**Text excerpt**
Backward derivative too slow / incorrect

chinmay0301ucsd commented 8 months ago

Hi, I wrote some code in slang, which seems to execute the forward pass correctly. But when I execute the backward pass, GPU utils goes 100%, and system hangs. Specially when I try to print the derivative value. I am using slangpy as the python interface to call the slang kernel file (shown below).

static const int N = NUM_CTRL_PTS;
static const int c = DIM;
static const int N1 = c * (N- 1);

__generic<let C : int> 
struct MatrixG : IDifferentiable
{
    float vals[C];
}

int nCi(int n, int i) {
    if (i > n) return 0;
    if (i == 0 || i == n) return 1;
    if (i > n - i) i = n - i;

    int result = 1;
    for (int k = 1; k <= i; ++k) {
        result *= n - k + 1;
        result /= k;
    }

    return result;
}

int fact(int n) {
    int result = 1;
    for (int i = 1; i <= n; ++i) {
        result *= i;
    }
    return result;
}

[CudaDeviceExport]
[Differentiable]
matrix<float, N, c> compute_coeffs_device(DiffTensorView control_pts) {
    // Compute the coefficients a_i for t^i, for bezier polynomial \sum a_i . t^i
    matrix<float, N, c> coeffs;
    [MaxIters(c)]
    for (int k = 0; k < c; k++) {
        [MaxIters(N)]
        for (int j = 0; j < N; j++) {
            int nCj = fact(N - 1) / fact(N - 1 - j); // degree of the polynomial is N-1
            float sum = 0;
            [MaxIters(N)]
            for (int i = 0; i < N; i++) {
                if (i <= j) {
                    sum += pow(-1, i + j) * control_pts[i, k] / (fact(i) * fact(j - i));
                }
            }
            coeffs[j][k] = nCj * sum;
        }
    }
    return coeffs;
}

[CudaDeviceExport]
[Differentiable]
 MatrixG<N1 * N1> assemble_matrix_sdf(matrix<float, N,c> coeffs) {
    // Function to create the matrix whose determinant is to be evaluated to get the sdf
    // coeffs: Tensor (N,c)

Location labeling records
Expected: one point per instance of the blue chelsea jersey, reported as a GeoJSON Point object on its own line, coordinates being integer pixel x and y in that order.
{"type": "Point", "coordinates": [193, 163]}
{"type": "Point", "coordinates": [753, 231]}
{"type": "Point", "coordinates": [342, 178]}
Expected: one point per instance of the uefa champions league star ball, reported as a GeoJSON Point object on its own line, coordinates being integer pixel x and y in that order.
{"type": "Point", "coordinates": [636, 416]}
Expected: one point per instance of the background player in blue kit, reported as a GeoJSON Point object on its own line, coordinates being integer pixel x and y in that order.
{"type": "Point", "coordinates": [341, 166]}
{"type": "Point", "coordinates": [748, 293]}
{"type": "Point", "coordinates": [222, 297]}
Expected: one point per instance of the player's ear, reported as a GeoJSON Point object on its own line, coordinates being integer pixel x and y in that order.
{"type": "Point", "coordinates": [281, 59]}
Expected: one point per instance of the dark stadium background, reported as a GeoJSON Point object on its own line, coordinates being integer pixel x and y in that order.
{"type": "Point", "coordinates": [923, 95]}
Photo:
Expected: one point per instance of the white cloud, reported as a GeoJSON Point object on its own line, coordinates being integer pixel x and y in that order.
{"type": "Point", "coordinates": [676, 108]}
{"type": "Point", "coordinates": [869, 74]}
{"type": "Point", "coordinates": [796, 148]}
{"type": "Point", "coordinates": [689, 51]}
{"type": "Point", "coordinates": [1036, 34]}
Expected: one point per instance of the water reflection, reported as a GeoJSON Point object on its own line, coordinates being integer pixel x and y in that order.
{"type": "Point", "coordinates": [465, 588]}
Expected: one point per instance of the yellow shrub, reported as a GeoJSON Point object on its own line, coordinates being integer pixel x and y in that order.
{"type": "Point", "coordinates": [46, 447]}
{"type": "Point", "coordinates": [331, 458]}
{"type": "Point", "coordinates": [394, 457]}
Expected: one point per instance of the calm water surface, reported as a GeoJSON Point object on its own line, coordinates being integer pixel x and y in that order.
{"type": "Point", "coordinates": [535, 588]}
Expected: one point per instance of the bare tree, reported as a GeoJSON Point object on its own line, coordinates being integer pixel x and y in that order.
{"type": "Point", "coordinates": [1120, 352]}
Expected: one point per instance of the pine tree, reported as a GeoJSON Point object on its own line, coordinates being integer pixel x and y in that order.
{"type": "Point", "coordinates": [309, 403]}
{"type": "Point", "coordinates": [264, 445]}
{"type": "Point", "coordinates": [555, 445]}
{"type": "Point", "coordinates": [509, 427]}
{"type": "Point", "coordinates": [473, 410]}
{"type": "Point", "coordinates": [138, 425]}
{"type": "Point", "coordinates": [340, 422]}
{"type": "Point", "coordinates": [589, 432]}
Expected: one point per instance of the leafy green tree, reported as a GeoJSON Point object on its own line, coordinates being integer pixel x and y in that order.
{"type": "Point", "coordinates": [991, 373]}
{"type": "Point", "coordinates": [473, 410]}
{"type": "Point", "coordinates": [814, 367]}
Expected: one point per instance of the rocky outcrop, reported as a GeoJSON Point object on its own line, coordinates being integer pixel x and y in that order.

**Tasks to complete**
• a. Convert the stretch of the entries from the line containing "Expected: one point per instance of the leafy" through the final line of the entries into a JSON list of strings, with one string per line and blank lines omitted.
• b. Carry on the forum thread about the slow Slang backward derivative from the point where it stops.

**Outputs in order**
• a.
[
  "Expected: one point per instance of the leafy green tree, reported as a GeoJSON Point object on its own line, coordinates being integer pixel x and y in that order.",
  "{\"type\": \"Point\", \"coordinates\": [991, 373]}",
  "{\"type\": \"Point\", \"coordinates\": [473, 410]}",
  "{\"type\": \"Point\", \"coordinates\": [814, 367]}",
  "Expected: one point per instance of the rocky outcrop, reported as a GeoJSON Point object on its own line, coordinates being integer pixel x and y in that order."
]

• b.
    MatrixG<N1 * N1> mat;

    // Initializing
    [MaxIters(N1 * N1)]
    for (int i = 0; i < N1 * N1; i++)
        mat.vals[i] = 0.0;

    [MaxIters(N - 1)]
    for (int i = 0; i < N - 1; i++)
        [MaxIters(N - 1)]
    for (int j = 0; j < N; j++)
        [MaxIters(c)]
        for (int k = 0; k < c; k++)
        {
            mat.vals[(k * (N - 1) + i) * N1 + j + i] = coeffs[j][k];
        }
    return mat;
}

[AutoPyBindCUDA]
[CUDAKernel]
[Differentiable]
void bezier2D(DiffTensorView t, DiffTensorView control_pts, DiffTensorView output)
{
    // t (tensor Mx1) : indices between 0-1 to traverse across the Bezier curve
    // control_pts (Nx2): N - Degree of Bezier Curve 2D
    // Get the 'global' index of this thread.
    uint3 tIdx = cudaThreadIdx() + cudaBlockIdx() * cudaBlockDim();

    // If the thread index is beyond the input size, exit early.
    if (tIdx.x > t.size(0))
        return;
    [MaxIters(N - 1)]
    for (int i = 0; i <= N - 1; i++)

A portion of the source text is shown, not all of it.